# START OF Page excerpt

Add comments for variables.
> +
> +#ifndef INDIRECT_LABEL
> +# define INDIRECT_LABEL "LIND"
> +#endif
> +
> +/* Fills in the label name that should be used for the indirect thunk.  */
> +
> +static void
> +indirect_thunk_name (char name[32], int regno, bool need_bnd_p)
> +{
> +  if (USE_HIDDEN_LINKONCE)
> +    {
> +      const char *bnd = need_bnd_p ? "_bnd" : "";
> +      if (regno >= 0)
> +	{
> +	  const char *reg_prefix;
> +	  if (LEGACY_INT_REGNO_P (regno))
> +	    reg_prefix = TARGET_64BIT ? "r" : "e";
> +	  else
> +	    reg_prefix = "";
> +	  sprintf (name, "__x86_indirect_thunk%s_%s%s",
> +		   bnd, reg_prefix, reg_names[regno]);
> +	}
> +      else
> +	sprintf (name, "__x86_indirect_thunk%s", bnd);
> +    }
> +  else
> +    {
> +      if (regno >= 0)
> +	{
> +	  if (need_bnd_p)
> +	    ASM_GENERATE_INTERNAL_LABEL (name, "LITBR", regno);
> +	  else
> +	    ASM_GENERATE_INTERNAL_LABEL (name, "LITR", regno);
> +	}
> +      else
> +	{
> +	  if (need_bnd_p)
> +	    ASM_GENERATE_INTERNAL_LABEL (name, "LITB", 0);
> +	  else
> +	    ASM_GENERATE_INTERNAL_LABEL (name, "LIT", 0);
> +	}
> +    }
> +}
> +
> +/* Output a call and return thunk for indirect branch.  If BND_P is
> +   true, the BND prefix is needed.   If REGNO != -1,  the function
> +   address is in REGNO.  Otherwise, the function address is on the
> +   top of stack.  */

Add here comment which gives example of full thunk body so it is easier
to see what is going on here.
> +
> +static void
> +output_indirect_thunk (bool need_bnd_p, int regno)
> +{
> +  char indirectlabel1[32];
> +  char indirectlabel2[32];
> +
> +  ASM_GENERATE_INTERNAL_LABEL (indirectlabel1, INDIRECT_LABEL,
> +			       indirectlabelno++);
> +  ASM_GENERATE_INTERNAL_LABEL (indirectlabel2, INDIRECT_LABEL,
> +			       indirectlabelno++);
> +
> +  /* Call */
> +  if (need_bnd_p)
> +    fputs ("\tbnd call\t", asm_out_file);
> +  else
> +    fputs ("\tcall\t", asm_out_file);
> +  assemble_name_raw (asm_out_file, indirectlabel2);
> +  fputc ('\n', asm_out_file);
> +
> +  ASM_OUTPUT_INTERNAL_LABEL (asm_out_file, indirectlabel1);
> +
> +  /* Pause .  */
> +  fprintf (asm_out_file, "\tpause\n");
> +
> +  /* Jump.  */
> +  fputs ("\tjmp\t", asm_out_file);
> +  assemble_name_raw (asm_out_file, indirectlabel1);
> +  fputc ('\n', asm_out_file);
> +
> +  ASM_OUTPUT_INTERNAL_LABEL (asm_out_file, indirectlabel2);
> +
> +  if (regno >= 0)

# END OF Page excerpt
# START OF Dataset content

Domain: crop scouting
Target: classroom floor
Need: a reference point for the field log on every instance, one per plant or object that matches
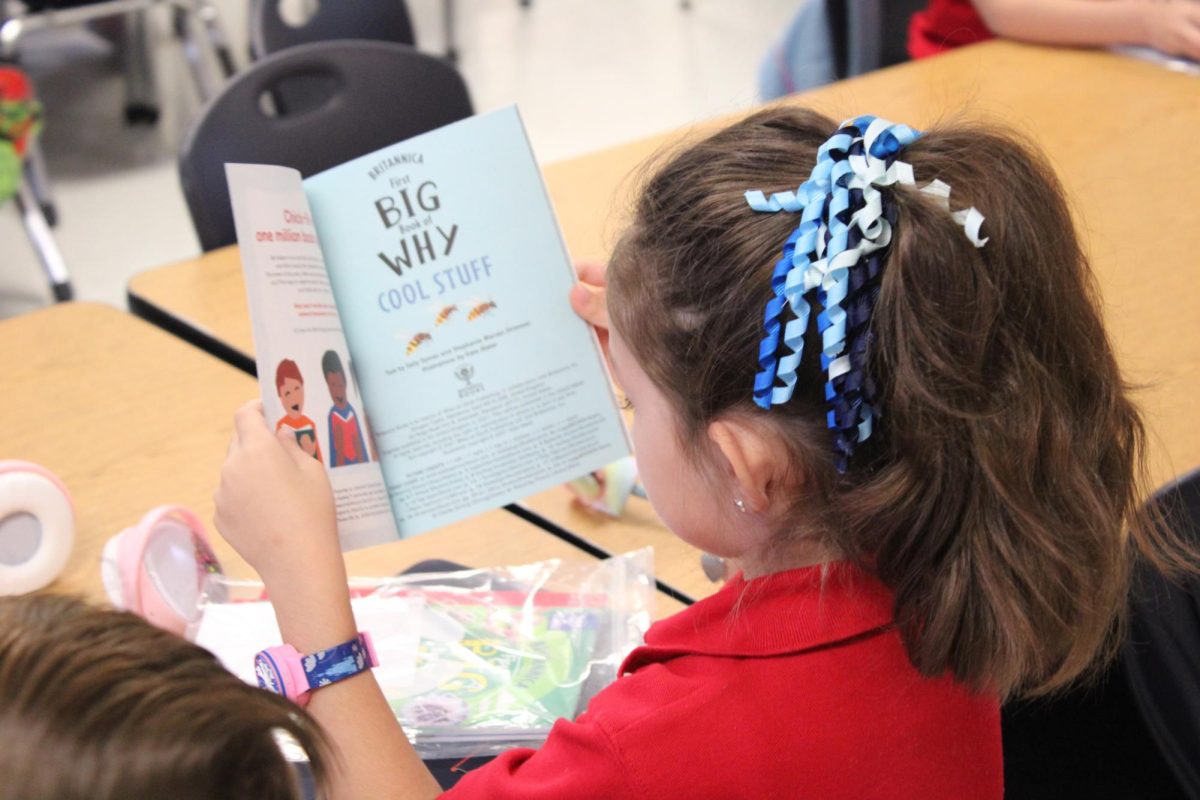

# END OF Dataset content

▸ Set exercise 1
Copy the part of the indirect thunk patch review that opens with the words containing "Add here comment" and closes with "need_bnd_p, int regno)".
▸ Set exercise 2
In the indirect thunk patch review, rewrite the comment that begins "Output a call and return thunk for indirect branch" as a short list that keeps its main facts.
▸ Set exercise 3
Continue the indirect thunk patch review from the point where it stops.

▸ Exercise output 1
Add here comment which gives example of full thunk body so it is easier
to see what is going on here.
> +
> +static void
> +output_indirect_thunk (bool need_bnd_p, int regno)

▸ Exercise output 2
- The function outputs a call and return thunk for an indirect branch.
- If BND_P is true, the BND prefix is needed.
- If REGNO != -1, the function address is in REGNO.
- Otherwise, the function address is on the top of the stack.

▸ Exercise output 3
> +    {
> +      /* MOV.  */
> +      rtx xops[2];
> +      xops[0] = gen_rtx_MEM (word_mode, stack_pointer_rtx);
> +      xops[1] = gen_rtx_REG (word_mode, regno);
> +      output_asm_insn ("mov\t{%1, %0|%0, %1}", xops);
> +    }
> +  else
> +    {
> +      /* LEA.  */
> +      rtx xops[2];
> +      xops[0] = stack_pointer_rtx;
> +      xops[1] = plus_constant (Pmode, stack_pointer_rtx, UNITS_PER_WORD);
> +      output_asm_insn ("lea\t{%E1, %0|%0, %E1}", xops);
> +    }
> +
> +  if (need_bnd_p)
> +    fputs ("\tbnd ret\n", asm_out_file);
> +  else
> +    fputs ("\tret\n", asm_out_file);
> +}
> +
> +/* Output a funtion with a call and return thunk for indirect branch.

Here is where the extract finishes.